__Wat je doet__
Zoek in de lijst hieronder elke regel met het woord "every" en schrijf die regels over.

++++ Gegeven lijst ++++

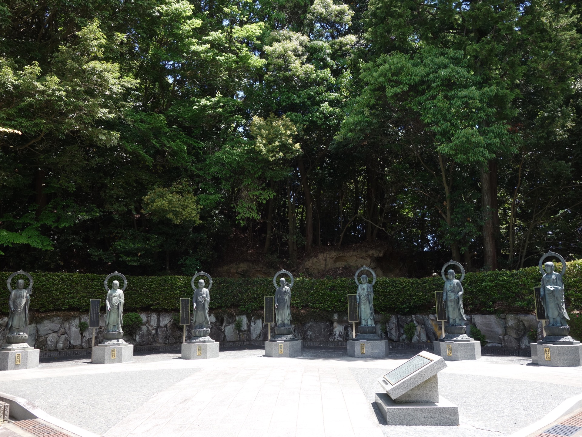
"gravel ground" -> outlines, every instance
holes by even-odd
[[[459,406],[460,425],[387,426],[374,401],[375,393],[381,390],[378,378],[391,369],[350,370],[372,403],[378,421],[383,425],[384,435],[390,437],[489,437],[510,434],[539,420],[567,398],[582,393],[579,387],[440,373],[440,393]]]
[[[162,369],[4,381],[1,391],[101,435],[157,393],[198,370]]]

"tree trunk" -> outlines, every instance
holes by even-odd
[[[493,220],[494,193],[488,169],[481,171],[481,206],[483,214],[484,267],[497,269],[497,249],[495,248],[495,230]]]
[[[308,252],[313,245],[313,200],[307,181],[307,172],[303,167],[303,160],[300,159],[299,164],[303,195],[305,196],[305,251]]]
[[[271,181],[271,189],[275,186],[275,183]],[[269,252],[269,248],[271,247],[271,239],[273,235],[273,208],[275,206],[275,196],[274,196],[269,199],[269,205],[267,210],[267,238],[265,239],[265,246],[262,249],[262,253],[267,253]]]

++++
++++ Gegeven lijst ++++

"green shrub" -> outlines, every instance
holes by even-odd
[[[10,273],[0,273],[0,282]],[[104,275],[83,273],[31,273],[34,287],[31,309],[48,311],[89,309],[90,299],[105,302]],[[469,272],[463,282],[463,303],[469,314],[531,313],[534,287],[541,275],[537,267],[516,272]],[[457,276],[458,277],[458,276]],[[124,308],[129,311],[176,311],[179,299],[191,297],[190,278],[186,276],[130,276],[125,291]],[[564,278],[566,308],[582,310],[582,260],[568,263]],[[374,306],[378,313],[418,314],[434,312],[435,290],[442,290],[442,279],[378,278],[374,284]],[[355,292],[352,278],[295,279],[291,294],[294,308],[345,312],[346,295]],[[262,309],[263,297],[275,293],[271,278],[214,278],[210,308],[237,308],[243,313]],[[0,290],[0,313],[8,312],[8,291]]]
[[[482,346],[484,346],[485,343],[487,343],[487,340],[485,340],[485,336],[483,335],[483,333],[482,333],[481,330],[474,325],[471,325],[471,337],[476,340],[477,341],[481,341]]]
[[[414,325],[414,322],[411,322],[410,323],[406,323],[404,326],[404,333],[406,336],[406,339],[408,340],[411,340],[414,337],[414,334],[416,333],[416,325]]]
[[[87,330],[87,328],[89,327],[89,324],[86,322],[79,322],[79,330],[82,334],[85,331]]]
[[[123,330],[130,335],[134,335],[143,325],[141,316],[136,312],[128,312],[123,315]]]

++++

__Resultaat oefening__
"gravel ground" -> outlines, every instance
"tree trunk" -> outlines, every instance
"green shrub" -> outlines, every instance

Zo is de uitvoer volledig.